Morbus Bechterew

Morbus Bechterew (Spondylitis ankylosans) ist im Kern eine Wirbelsäulenerkrankung. Sie fängt häufig mit Entzündungen in den Kreuz-Darmbein-Gelenken (Iliosakralgelenken) an. Das sind die zwei minim beweglichen Beckengelenke, die die Beckenknochen mit der Wirbelsäule verbinden. Von hier aus können die Entzündungen auf die ganze Wirbelsäule übergreifen und lösen Knochenwucherungen aus, die die Wirbelsäule versteifen.

Morbus Bechterew gibt es schon seit Tausenden von Jahren. Spezialisten vermögen Anzeichen der Erkrankung an Mumien ägyptischer Pharaonen zu erkennen. Doch erst die klassische Beschreibung durch den russischen Neurologen Wladimir Bechterew (1857-1927) bahnte den Weg, die Erkrankung als eine eigene Form von Rheuma anzuerkennen.

Morbus Bechterew hat lange Zeit als eine Männerkrankheit gegolten. Doch das Verhältnis von betroffenen Männern zu betroffenen Frauen ist quasi von Studie zu Studie von 10 : 1 auf heute 1 : 1 gesunken. Wie ist das zu erklären? Ganz einfach: Ältere Forschungen basieren auf Röntgenbildern, die nur eine fortgeschrittene Erkrankung (axiale Spondyloarthritis, axSpA) sichtbar machen. Moderne Diagnosemöglichkeiten (MRI) hingegen vermögen chronische Entzündungen aufzuspüren, lange bevor im Röntgenbild Veränderungen sichtbar werden. Zieht man dieses Frühstadium (nicht-röntgenologische axiale Spondyloarthritis) in Betracht, sind Männer und Frauen gleich häufig davon betroffen.

* * * * *

In welchen Gelenken beginnen die Entzündungen bei Morbus Bechterew laut dem Textauszug häufig?

(Daten zur Punktlokalisierung)

* * * * *

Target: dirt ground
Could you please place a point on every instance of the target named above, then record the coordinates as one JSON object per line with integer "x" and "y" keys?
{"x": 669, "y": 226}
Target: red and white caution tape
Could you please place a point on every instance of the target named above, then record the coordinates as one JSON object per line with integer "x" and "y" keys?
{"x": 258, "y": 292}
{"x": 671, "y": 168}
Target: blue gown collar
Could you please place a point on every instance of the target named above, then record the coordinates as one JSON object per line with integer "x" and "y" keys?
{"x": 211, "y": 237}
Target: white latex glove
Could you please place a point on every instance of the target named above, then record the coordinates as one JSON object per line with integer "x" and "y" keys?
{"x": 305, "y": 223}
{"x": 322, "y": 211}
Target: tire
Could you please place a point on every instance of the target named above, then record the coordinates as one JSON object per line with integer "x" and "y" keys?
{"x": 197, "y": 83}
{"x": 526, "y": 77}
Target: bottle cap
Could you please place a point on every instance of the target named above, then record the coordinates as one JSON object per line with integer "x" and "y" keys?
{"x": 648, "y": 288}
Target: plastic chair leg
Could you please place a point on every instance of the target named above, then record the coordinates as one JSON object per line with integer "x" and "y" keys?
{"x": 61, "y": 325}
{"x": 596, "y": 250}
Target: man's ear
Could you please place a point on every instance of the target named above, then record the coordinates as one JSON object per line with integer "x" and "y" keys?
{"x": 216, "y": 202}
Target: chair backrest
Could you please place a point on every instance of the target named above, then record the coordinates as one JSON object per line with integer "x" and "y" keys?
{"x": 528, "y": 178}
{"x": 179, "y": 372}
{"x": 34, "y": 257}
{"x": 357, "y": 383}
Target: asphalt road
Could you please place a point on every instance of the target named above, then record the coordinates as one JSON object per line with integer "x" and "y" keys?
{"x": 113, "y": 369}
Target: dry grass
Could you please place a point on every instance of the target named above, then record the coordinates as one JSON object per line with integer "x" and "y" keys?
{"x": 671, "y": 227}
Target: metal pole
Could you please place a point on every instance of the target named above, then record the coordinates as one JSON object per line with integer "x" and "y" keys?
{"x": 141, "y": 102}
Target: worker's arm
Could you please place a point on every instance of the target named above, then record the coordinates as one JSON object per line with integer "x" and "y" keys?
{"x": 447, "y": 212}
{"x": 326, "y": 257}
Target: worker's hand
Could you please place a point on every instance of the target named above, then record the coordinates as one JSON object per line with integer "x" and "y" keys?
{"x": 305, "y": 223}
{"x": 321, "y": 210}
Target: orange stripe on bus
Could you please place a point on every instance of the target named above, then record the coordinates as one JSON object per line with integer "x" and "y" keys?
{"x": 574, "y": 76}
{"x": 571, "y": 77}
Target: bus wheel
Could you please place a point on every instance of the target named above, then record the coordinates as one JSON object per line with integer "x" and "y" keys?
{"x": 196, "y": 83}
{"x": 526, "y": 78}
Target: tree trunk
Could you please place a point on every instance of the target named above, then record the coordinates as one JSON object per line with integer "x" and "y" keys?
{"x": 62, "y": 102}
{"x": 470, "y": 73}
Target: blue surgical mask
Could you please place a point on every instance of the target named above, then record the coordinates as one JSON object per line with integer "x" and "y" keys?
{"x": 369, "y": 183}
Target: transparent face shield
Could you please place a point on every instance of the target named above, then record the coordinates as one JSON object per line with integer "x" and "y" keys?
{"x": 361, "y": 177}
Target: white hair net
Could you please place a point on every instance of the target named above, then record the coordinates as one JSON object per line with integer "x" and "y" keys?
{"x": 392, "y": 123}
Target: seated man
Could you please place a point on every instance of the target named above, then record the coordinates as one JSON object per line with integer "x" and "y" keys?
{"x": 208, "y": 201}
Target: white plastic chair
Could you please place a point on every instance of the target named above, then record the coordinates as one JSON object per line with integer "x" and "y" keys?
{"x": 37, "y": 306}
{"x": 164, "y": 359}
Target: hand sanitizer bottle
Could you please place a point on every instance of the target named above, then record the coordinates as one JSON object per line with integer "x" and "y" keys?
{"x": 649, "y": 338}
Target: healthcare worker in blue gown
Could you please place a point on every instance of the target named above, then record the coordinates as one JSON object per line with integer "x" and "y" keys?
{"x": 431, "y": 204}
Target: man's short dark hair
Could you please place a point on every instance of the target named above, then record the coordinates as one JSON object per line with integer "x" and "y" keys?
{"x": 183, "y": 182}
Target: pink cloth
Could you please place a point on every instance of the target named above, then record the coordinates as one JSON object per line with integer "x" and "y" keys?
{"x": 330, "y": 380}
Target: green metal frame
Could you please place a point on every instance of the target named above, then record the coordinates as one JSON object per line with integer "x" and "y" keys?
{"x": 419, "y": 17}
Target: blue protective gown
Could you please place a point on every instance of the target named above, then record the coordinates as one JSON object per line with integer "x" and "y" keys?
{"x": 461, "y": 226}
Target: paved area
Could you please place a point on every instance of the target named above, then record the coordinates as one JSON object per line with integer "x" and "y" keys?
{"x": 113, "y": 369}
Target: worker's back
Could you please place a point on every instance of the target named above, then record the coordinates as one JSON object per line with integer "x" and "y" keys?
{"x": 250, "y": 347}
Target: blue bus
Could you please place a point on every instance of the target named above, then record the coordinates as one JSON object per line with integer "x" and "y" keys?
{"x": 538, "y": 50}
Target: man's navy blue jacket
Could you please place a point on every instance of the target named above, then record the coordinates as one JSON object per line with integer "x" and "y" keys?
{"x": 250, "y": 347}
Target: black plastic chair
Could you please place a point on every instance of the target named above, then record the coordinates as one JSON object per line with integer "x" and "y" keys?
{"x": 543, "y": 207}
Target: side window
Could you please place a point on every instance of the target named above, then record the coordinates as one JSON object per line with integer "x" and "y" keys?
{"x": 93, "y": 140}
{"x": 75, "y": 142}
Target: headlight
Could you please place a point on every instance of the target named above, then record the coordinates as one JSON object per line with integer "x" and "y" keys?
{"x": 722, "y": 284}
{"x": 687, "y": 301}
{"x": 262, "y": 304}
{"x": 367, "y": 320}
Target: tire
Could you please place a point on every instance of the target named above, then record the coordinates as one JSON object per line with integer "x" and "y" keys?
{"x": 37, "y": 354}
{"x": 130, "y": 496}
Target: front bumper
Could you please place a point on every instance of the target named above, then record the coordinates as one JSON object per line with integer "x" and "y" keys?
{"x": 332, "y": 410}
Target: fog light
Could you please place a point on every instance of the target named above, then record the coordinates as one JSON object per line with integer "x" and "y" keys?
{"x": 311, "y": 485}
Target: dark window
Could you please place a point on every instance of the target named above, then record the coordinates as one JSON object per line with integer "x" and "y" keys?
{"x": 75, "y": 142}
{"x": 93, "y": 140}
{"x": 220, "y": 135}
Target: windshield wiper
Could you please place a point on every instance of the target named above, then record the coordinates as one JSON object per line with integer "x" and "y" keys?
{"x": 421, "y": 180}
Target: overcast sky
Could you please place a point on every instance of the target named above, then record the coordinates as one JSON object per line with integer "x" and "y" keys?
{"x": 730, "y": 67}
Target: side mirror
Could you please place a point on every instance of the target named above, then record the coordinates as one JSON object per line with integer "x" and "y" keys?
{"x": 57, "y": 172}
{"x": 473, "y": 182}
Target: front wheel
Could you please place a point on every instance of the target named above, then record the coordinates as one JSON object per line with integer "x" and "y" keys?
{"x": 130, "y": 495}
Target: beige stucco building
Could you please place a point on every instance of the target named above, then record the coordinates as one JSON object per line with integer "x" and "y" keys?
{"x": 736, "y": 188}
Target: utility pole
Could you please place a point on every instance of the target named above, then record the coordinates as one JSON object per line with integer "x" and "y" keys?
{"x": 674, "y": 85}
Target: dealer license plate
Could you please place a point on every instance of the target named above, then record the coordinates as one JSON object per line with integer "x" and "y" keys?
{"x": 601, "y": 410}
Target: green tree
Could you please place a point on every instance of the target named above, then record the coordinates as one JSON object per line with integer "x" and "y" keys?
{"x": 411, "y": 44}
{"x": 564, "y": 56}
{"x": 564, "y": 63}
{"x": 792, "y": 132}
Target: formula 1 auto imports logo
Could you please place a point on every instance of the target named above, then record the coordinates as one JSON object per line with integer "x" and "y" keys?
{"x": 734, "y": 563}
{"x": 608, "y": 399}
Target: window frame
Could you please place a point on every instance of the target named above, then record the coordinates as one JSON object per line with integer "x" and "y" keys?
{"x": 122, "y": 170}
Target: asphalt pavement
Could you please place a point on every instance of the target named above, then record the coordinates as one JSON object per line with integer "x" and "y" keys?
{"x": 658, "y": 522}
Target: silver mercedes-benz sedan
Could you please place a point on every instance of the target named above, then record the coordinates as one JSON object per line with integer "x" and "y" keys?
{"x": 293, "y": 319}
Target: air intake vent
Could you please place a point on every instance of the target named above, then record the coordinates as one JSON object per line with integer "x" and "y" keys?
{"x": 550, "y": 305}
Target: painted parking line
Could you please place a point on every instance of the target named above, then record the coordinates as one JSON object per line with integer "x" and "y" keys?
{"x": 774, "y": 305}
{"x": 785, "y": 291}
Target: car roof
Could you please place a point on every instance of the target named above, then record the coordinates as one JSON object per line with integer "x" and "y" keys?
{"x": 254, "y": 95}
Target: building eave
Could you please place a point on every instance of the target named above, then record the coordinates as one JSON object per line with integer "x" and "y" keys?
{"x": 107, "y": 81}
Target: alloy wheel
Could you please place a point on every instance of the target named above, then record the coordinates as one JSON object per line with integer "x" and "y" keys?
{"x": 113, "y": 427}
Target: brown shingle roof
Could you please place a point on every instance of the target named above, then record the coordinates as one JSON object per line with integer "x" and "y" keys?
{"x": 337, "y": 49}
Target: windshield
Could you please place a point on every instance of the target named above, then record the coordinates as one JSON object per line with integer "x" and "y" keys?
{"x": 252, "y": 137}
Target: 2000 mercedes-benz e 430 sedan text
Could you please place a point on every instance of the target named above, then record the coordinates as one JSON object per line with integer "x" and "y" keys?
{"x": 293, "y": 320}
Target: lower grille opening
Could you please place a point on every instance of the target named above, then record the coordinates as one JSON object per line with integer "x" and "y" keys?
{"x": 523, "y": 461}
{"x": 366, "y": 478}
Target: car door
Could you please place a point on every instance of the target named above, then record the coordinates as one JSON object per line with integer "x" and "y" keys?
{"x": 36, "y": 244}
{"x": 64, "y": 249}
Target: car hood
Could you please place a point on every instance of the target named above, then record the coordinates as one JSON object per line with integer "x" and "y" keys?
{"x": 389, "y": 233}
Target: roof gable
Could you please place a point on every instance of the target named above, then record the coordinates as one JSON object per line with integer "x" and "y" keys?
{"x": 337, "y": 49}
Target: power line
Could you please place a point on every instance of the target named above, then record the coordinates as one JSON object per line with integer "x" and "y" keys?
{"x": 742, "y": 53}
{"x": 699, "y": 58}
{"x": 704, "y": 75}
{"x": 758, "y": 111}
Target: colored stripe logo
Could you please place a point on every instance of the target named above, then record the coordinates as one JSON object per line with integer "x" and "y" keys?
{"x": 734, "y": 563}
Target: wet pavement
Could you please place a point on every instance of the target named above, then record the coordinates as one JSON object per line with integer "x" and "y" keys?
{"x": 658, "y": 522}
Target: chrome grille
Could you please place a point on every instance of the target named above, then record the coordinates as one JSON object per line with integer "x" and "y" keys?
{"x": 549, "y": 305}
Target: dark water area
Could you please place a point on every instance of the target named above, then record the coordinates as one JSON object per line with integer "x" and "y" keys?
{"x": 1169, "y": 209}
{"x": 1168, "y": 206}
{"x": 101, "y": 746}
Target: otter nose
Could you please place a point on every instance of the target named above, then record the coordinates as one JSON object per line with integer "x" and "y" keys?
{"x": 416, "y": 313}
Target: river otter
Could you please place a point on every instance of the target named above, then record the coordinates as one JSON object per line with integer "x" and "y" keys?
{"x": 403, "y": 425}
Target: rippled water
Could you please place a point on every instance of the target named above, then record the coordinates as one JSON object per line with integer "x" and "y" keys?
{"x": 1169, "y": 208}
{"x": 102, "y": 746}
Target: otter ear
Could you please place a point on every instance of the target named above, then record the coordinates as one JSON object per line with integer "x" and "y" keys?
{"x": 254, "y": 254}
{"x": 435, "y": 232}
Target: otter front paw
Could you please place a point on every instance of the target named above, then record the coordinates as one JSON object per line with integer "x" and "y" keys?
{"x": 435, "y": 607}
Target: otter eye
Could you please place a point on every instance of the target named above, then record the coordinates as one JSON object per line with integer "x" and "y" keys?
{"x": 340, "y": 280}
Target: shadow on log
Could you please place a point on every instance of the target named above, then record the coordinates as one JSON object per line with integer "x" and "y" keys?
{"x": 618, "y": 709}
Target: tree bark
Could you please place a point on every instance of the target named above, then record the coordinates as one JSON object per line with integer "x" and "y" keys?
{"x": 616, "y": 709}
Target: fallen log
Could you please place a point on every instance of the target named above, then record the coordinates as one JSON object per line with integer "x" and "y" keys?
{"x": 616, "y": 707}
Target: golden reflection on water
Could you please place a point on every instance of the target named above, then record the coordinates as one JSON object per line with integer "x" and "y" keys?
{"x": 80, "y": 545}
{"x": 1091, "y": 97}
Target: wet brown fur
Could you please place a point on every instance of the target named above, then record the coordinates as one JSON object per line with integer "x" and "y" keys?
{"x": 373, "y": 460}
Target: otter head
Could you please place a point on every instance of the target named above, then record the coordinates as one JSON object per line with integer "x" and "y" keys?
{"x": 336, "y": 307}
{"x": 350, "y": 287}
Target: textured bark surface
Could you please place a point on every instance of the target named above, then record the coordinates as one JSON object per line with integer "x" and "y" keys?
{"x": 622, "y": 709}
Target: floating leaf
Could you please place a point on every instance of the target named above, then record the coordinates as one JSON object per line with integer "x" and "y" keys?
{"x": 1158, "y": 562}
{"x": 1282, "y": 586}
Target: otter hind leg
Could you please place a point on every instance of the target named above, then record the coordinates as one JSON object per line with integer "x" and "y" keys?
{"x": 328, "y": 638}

* * * * *

Antwort - In den Kreuz-Darmbein-Gelenken (Iliosakralgelenken).